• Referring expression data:
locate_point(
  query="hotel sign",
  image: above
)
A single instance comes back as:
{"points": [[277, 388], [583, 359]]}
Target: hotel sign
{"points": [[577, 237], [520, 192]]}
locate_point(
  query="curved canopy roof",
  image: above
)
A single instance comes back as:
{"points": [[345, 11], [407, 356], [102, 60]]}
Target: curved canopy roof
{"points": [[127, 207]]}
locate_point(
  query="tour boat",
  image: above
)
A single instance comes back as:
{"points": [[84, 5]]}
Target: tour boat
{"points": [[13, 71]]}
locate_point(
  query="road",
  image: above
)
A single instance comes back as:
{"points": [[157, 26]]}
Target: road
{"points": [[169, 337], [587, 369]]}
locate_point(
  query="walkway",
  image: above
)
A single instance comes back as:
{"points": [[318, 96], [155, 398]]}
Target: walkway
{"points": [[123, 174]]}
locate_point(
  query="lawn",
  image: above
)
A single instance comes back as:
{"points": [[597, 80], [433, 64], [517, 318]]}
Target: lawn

• TASK DESCRIPTION: Retype all the data exactly, line for line.

• PROBLEM SOLUTION:
locate_point(
  query="hotel sign",
  image: above
)
A single instance comes back as:
{"points": [[277, 388], [583, 359]]}
Target: hotel sign
{"points": [[577, 237], [520, 192]]}
locate_point(
  query="curved canopy roof",
  image: above
)
A single instance comes back as:
{"points": [[345, 11], [407, 356], [102, 60]]}
Target: curved canopy roof
{"points": [[127, 207]]}
locate_point(
  query="tour boat",
  image: above
)
A single instance comes back as:
{"points": [[84, 5]]}
Target: tour boat
{"points": [[13, 71]]}
locate_point(
  query="road",
  image: above
)
A single instance comes back as:
{"points": [[157, 26]]}
Target: road
{"points": [[169, 337], [587, 369]]}
locate_point(
  query="walkway",
  image: above
)
A single instance comes back as:
{"points": [[318, 96], [155, 398]]}
Target: walkway
{"points": [[123, 174]]}
locate_point(
  query="lawn",
  image: above
)
A single instance comes back as:
{"points": [[597, 80], [433, 64], [517, 318]]}
Target: lawn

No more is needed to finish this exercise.